==== Selected excerpt

These options can be used with any command:

<ParamField path="--verbose" type="boolean" default="false">
  Enable verbose logging (Aliases: `-v`)
</ParamField>

<ParamField path="--server">
  Fireworks API server hostname or URL (e.g., dev.api.fireworks.ai or [https://dev.api.fireworks.ai](https://dev.api.fireworks.ai))
</ParamField>

## Commands

### `ep logs`

Serve logs with file watching and real-time updates

<ParamField path="--port" type="number" default="8000">
  Port to bind to (default: 8000)
</ParamField>

<ParamField path="--debug" type="boolean" default="false">
  Enable debug mode
</ParamField>

<ParamField path="--disable-elasticsearch-setup" type="boolean" default="false">
  Disable Elasticsearch setup
</ParamField>

<ParamField path="--use-env-elasticsearch-config" type="boolean" default="false">
  Use env vars for Elasticsearch config (requires ELASTICSEARCH\_URL, ELASTICSEARCH\_API\_KEY, ELASTICSEARCH\_INDEX\_NAME)

========

### What you will do
1) Using the command-line reference, decide whether each statement agrees with it. Answer yes or no for each, and quote the words that decide it.
(a) The `--port` option of `ep logs` defaults to 8000.
(b) The `--verbose` option has the alias `-d`.
(c) The `--server` option accepts only a bare hostname, not a URL.
2) According to the command-line reference, what does the `ep logs` command do?
3) Continue the command-line reference from the point where it stops.

==== Given records

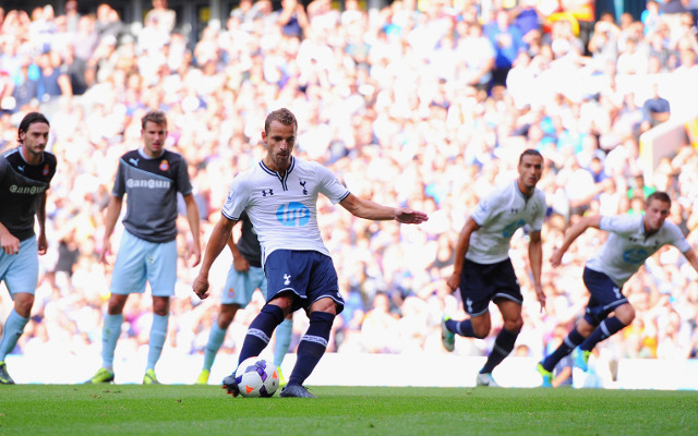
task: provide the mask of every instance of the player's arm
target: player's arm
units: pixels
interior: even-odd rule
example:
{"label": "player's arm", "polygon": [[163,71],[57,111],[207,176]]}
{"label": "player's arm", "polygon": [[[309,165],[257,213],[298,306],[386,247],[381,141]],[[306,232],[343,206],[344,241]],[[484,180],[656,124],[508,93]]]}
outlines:
{"label": "player's arm", "polygon": [[196,276],[192,286],[194,293],[202,300],[208,296],[208,271],[210,270],[210,266],[214,264],[214,261],[216,261],[222,249],[226,247],[226,244],[230,239],[232,226],[234,226],[236,222],[236,220],[228,219],[221,214],[220,219],[216,222],[214,230],[210,232],[206,250],[204,250],[204,259],[201,263],[198,276]]}
{"label": "player's arm", "polygon": [[378,220],[396,220],[407,225],[418,225],[429,219],[423,211],[412,210],[409,207],[389,207],[383,206],[365,198],[359,198],[353,194],[347,195],[345,199],[339,202],[341,207],[349,210],[351,215]]}
{"label": "player's arm", "polygon": [[186,220],[189,221],[189,228],[192,230],[192,246],[189,254],[194,256],[192,266],[196,266],[201,262],[201,230],[198,228],[201,217],[198,216],[196,201],[194,201],[192,194],[184,195],[184,203],[186,204]]}
{"label": "player's arm", "polygon": [[36,220],[39,225],[38,254],[45,255],[48,250],[48,240],[46,239],[46,191],[36,198]]}
{"label": "player's arm", "polygon": [[456,290],[460,284],[460,274],[462,272],[462,264],[466,262],[466,253],[468,253],[468,249],[470,247],[470,235],[473,231],[480,229],[480,226],[476,222],[474,219],[468,218],[462,229],[460,229],[460,234],[458,235],[458,243],[456,244],[456,257],[454,261],[454,271],[452,272],[446,283],[453,290]]}
{"label": "player's arm", "polygon": [[111,196],[109,205],[107,206],[107,218],[105,228],[105,240],[101,244],[101,253],[99,254],[99,262],[107,263],[107,253],[111,253],[111,233],[113,233],[119,215],[121,215],[121,205],[123,204],[123,197]]}
{"label": "player's arm", "polygon": [[541,271],[543,269],[543,239],[541,232],[531,232],[531,238],[528,243],[528,261],[531,265],[531,274],[533,275],[533,289],[538,301],[541,303],[541,311],[545,307],[545,294],[543,293],[543,286],[541,284]]}
{"label": "player's arm", "polygon": [[559,266],[559,263],[563,259],[563,255],[565,254],[565,252],[567,252],[571,243],[575,242],[575,240],[579,238],[579,235],[583,233],[588,228],[593,227],[598,229],[600,225],[601,215],[582,217],[579,219],[579,221],[575,222],[575,225],[569,228],[569,231],[567,231],[567,234],[565,234],[563,244],[555,249],[553,255],[550,257],[551,265],[553,265],[554,267]]}

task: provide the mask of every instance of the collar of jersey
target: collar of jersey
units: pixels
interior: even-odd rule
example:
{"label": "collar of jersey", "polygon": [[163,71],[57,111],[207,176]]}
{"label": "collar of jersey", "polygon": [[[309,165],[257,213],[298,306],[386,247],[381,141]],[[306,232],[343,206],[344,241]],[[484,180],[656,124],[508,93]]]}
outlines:
{"label": "collar of jersey", "polygon": [[264,160],[260,160],[260,167],[262,167],[262,169],[269,175],[276,177],[279,180],[279,182],[281,182],[281,186],[284,187],[284,190],[286,190],[287,189],[286,181],[288,180],[288,174],[290,174],[291,171],[293,171],[293,167],[296,167],[296,158],[291,156],[291,165],[288,166],[288,169],[286,170],[286,173],[284,174],[284,177],[281,177],[281,174],[279,174],[276,171],[272,171],[269,167],[264,165]]}

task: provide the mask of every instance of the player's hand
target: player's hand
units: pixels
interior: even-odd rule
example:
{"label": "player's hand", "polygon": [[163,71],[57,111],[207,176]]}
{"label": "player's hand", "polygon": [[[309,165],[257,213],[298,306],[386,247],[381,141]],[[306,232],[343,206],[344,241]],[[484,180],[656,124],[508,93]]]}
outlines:
{"label": "player's hand", "polygon": [[189,258],[192,258],[191,266],[194,267],[201,262],[201,245],[197,242],[192,243],[189,247]]}
{"label": "player's hand", "polygon": [[429,216],[423,211],[412,210],[409,207],[395,209],[395,220],[404,225],[419,225],[429,220]]}
{"label": "player's hand", "polygon": [[194,279],[194,283],[192,284],[192,290],[202,300],[208,298],[208,277],[205,275],[198,275]]}
{"label": "player's hand", "polygon": [[48,250],[48,241],[46,240],[46,233],[40,232],[39,239],[37,242],[38,242],[38,254],[39,256],[43,256],[46,254],[46,251]]}
{"label": "player's hand", "polygon": [[105,238],[105,242],[101,244],[101,253],[99,253],[100,264],[109,265],[107,254],[111,254],[111,242],[109,242],[109,238]]}
{"label": "player's hand", "polygon": [[236,268],[238,272],[246,272],[250,270],[250,263],[246,258],[242,256],[238,256],[232,261],[232,267]]}
{"label": "player's hand", "polygon": [[448,288],[450,288],[452,291],[458,289],[458,286],[460,284],[460,275],[456,272],[452,274],[448,279],[446,279],[446,284],[448,284]]}
{"label": "player's hand", "polygon": [[13,237],[10,232],[0,237],[0,244],[2,245],[2,251],[5,254],[13,255],[20,252],[20,240]]}
{"label": "player's hand", "polygon": [[558,267],[563,262],[563,254],[565,254],[564,251],[562,251],[561,249],[555,249],[553,255],[550,256],[550,264],[555,268]]}
{"label": "player's hand", "polygon": [[534,284],[535,296],[538,296],[538,301],[541,303],[541,312],[545,311],[545,292],[543,292],[543,287],[541,284]]}

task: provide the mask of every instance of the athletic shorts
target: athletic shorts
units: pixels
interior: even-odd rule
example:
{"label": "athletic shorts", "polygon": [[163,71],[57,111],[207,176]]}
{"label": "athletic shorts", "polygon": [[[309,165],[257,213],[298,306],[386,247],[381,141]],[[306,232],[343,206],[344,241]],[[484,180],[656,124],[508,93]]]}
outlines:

========

### Final answers
1)
(a) Yes: "Port to bind to (default: 8000)"
(b) No: "Enable verbose logging (Aliases: `-v`)"
(c) No: "Fireworks API server hostname or URL"

2) It serves logs with file watching and real-time updates.

3)
</ParamField>

<ParamField path="--use-fireworks" type="boolean" default="false">
  Force Fireworks tracing backend for logs UI (overrides env auto-detection)
</ParamField>

<ParamField path="--use-elasticsearch" type="boolean" default="false">
  Force Elasticsearch backend for logs UI (overrides env auto-detection)
</ParamField>

### `ep upload`

Scan for evaluation tests, select, and upload as Fireworks evaluators

<ParamField path="--path" type="string" default=".">
  Path to search for evaluation tests (default: current directory)
</ParamField>

<ParamField path="--entry">
  Entrypoint of evaluation test to upload (module:function or path::function). For multiple, separate by commas.
</ParamField>

<ParamField path="--yes" type="boolean" default="false">
  Non-interactive: upload all discovered evaluation tests (Aliases: `-y`)
</ParamField>

<ParamField path="--env-file">
  Path to .env file containing secrets to upload (default: .env in current directory)
</ParamField>

<ParamField path="--force" type="boolean" default="false">
  Overwrite existing evaluator with the same ID
</ParamField>

<ParamField path="--evaluator-default-dataset" type="string">
  Default dataset to use with this evaluator (Aliases: `--default-dataset`)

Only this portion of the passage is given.